In the essay on photography criticism below, please translate this sentence into Spanish: "Hilton Kramer of The New York Times famously dismissed the show as bland and boring."

### Source extract
•••

This is a question that resounds throughout the history of photography. When Robert Frank first published The Americans, one of the touchstones of modern photography, it was greeted with dismay and derision by many critics including the photographer and editor of Aperture magazine, Minor White, who damned it as , "Utterly misleading! A degradation of a nation!"

The first American edition of The Americans  sold just over 1,000 copies, and the hail of criticism prompted Frank to temporarily abandon photography for film-making.

In 1976, when William Eggelston’s colour work was exhibited at the Museum of Modern Art in New York, many critics were appalled for different reasons. Hilton Kramer of The New York Times famously dismissed the show as bland and boring. In both instances, the work ran counter to the received consensus about what constituted serious photography.

Photography moves fast though, and often it takes a critical eye to recognise what a photographer – or group of photographers – is actually doing when they first show us the world in a different way. To this end, the writer and curator, John Szarkowsy, was instrumental in recognising Eggleston’s new way of looking at vernacular America, just as he was instrumental in defining a new harder-edged aesthetic in the work of Diane Arbus, Lee Friedlander and Gary Winogrand, when he staged the New Documents exhibition in New York in 1967.

The work of all of the aforementioned photographers, though, to one degree or another, adhered to Henri Cartier-Bresson’s definition that “to photograph is to hold one’s breath, when all faculties converge to capture fleeting reality”. In a world where photographs are increasingly made rather than taken, that definition no longer applies. (Neither, though, did it really apply to, say, Warhol when he was shooting his Polaroid portraits or to photographic-artists like Cindy Sherman or Gregory Crewdson.) We are now living in a world where photography is constantly conflated with the photographic and that this has ramifications beyond the purely semantic, not least in the question: what makes a good photograph?.

Consider this year’s Deutsche Borse Prize, which rewards a “significant contribution to the medium of photography either through an exhibition or publication in Europe” throughout the previous year. Of the shortlisted artists – Mishka Henner, Cristina du Middel, Broomberg & Chanaran and Chris Killip – only the work of Killip adheres to Henri Cartier-Bresson’s suddenly old-fashioned description. Killip is, in a very real way, the token photographer in a photography prize that attempts to define contemporary photography. The rest are artists who make photographic work that, in a term beloved of the Deutsche Borse organisers, ‘interrogates” the medium.

•••

### Stored records
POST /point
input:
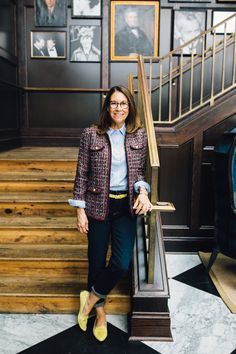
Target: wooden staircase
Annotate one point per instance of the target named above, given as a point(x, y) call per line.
point(43, 257)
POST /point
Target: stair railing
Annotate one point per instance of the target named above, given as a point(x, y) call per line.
point(177, 83)
point(154, 235)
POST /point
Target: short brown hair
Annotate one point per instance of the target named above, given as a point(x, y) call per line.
point(132, 121)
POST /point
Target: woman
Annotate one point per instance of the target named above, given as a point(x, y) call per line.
point(110, 176)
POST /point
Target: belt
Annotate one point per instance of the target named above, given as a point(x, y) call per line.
point(118, 196)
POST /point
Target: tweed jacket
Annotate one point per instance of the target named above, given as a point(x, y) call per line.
point(92, 179)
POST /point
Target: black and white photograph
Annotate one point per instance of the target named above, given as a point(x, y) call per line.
point(51, 13)
point(134, 29)
point(187, 25)
point(85, 43)
point(48, 45)
point(219, 16)
point(86, 8)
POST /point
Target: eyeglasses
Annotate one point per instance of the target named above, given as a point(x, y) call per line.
point(123, 105)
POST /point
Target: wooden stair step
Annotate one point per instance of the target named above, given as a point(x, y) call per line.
point(43, 252)
point(36, 186)
point(37, 165)
point(17, 209)
point(37, 175)
point(62, 286)
point(37, 236)
point(41, 153)
point(46, 268)
point(59, 295)
point(38, 222)
point(52, 197)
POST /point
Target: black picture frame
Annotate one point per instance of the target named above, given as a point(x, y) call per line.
point(85, 43)
point(46, 15)
point(134, 29)
point(86, 8)
point(218, 16)
point(48, 44)
point(187, 25)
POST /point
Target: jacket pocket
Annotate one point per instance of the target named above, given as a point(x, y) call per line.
point(137, 146)
point(96, 147)
point(94, 189)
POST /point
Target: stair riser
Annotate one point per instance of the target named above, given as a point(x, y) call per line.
point(43, 268)
point(33, 236)
point(28, 186)
point(36, 166)
point(36, 304)
point(36, 209)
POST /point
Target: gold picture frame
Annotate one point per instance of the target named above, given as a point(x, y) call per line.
point(134, 29)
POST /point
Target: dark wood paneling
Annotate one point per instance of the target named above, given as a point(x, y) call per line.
point(192, 195)
point(9, 93)
point(63, 110)
point(175, 183)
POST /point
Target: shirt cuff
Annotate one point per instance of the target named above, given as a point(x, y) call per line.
point(77, 203)
point(139, 184)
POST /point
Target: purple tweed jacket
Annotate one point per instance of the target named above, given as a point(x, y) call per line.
point(92, 179)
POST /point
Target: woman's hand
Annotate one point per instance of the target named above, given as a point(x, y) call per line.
point(82, 221)
point(142, 204)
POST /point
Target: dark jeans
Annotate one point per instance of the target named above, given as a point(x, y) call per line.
point(120, 228)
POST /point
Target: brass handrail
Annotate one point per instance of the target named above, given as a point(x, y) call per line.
point(145, 111)
point(204, 33)
point(175, 106)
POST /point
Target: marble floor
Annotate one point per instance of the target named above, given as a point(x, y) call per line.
point(200, 322)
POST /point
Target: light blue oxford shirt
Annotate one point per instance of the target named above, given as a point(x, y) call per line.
point(119, 172)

•••

### Reply
Hilton Kramer, de The New York Times, descartó célebremente la exposición, calificándola de insulsa y aburrida.